# [Task to carry out]
Show every line of the records below that contains the word "order". Case counts.

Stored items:
■ ■ ■
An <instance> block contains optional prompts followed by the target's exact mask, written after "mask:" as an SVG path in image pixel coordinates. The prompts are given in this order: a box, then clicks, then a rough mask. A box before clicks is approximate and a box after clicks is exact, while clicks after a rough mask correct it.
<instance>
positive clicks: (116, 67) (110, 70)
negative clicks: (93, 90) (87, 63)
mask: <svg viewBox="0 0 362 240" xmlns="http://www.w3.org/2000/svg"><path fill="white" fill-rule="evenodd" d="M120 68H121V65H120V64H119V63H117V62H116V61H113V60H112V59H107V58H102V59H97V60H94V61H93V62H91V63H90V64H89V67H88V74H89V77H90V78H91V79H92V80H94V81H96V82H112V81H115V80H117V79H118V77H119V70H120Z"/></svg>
■ ■ ■
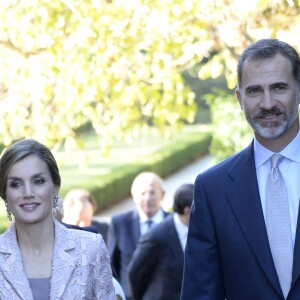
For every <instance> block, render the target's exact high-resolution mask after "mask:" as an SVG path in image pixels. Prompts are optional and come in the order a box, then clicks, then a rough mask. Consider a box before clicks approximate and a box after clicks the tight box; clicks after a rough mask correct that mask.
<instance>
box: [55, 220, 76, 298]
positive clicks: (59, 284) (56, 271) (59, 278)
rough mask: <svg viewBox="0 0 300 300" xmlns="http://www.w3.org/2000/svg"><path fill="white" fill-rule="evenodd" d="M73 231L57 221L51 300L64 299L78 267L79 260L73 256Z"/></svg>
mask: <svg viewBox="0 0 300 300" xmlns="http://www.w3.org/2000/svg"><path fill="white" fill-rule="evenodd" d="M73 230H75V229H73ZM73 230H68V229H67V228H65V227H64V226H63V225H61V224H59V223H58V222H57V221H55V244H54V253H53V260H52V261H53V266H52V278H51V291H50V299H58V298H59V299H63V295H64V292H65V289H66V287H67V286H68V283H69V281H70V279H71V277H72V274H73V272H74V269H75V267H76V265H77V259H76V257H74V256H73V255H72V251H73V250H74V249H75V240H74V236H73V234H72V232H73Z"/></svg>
■ ■ ■
# [Task solution]
An <instance> block contains optional prompts followed by the target's exact mask, written after "mask:" as an SVG path in image pixel coordinates. The prompts are given in this order: a box, then clicks, then a rough mask. A box before clicks is approximate and a box after clicks is exact, while clicks after a rough mask correct it.
For every <instance> block, render the target's exact high-resolution mask after "mask:" as an SVG path in image pixels. Prompts are optional and come in the order a box, then clicks, then a rough mask. Consider a box before clicks approximate and a box after clicks the tight box; clicks after a rough mask correct that mask.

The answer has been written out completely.